Image point grounding data:
▬▬▬

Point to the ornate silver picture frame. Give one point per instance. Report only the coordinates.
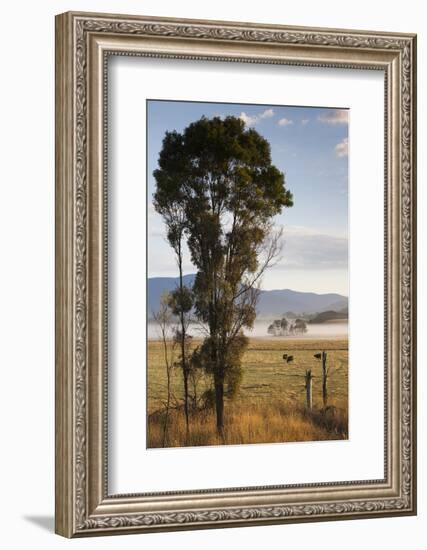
(84, 42)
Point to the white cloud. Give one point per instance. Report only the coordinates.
(255, 119)
(285, 122)
(268, 113)
(304, 248)
(334, 116)
(341, 149)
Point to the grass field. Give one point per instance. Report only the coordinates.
(270, 405)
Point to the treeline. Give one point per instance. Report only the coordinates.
(287, 327)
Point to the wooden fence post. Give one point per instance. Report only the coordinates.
(308, 388)
(324, 379)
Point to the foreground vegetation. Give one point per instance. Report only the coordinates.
(270, 404)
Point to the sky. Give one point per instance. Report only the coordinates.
(310, 146)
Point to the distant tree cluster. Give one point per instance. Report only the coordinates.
(286, 327)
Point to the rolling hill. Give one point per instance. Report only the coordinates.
(272, 303)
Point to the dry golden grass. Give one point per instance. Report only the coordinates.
(270, 406)
(265, 423)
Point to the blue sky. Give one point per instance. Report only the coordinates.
(308, 144)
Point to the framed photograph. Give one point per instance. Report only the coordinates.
(235, 274)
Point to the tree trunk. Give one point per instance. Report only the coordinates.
(183, 351)
(219, 404)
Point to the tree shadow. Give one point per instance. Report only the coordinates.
(44, 522)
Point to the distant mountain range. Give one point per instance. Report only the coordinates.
(271, 303)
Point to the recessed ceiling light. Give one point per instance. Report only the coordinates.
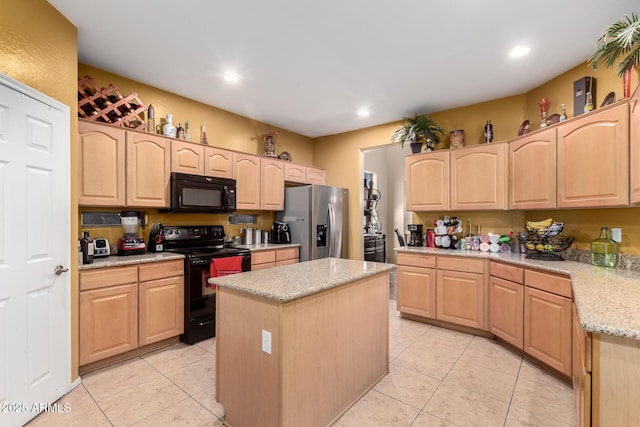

▬▬▬

▸ **Exercise directions**
Exact copy, pictures omitted: every line from the one holding "Point to the blue" through the last line of the data above, and nothing else.

▸ **Task response**
Point to the blue sky. Give one point per instance. Report only the coordinates.
(308, 144)
Point to the framed photograph. Give one point per instance. Report only the coordinates.
(235, 274)
Point to the tree trunk. Give one point per instance. Report only the coordinates.
(183, 351)
(219, 404)
Point to the tree shadow. Give one point per instance. Report only the coordinates.
(44, 522)
Point to the distant mountain range. Give one point per instance. Report only the coordinates.
(271, 303)
Point to the recessed ceiling light. Give one point per instance. Report only the coordinates.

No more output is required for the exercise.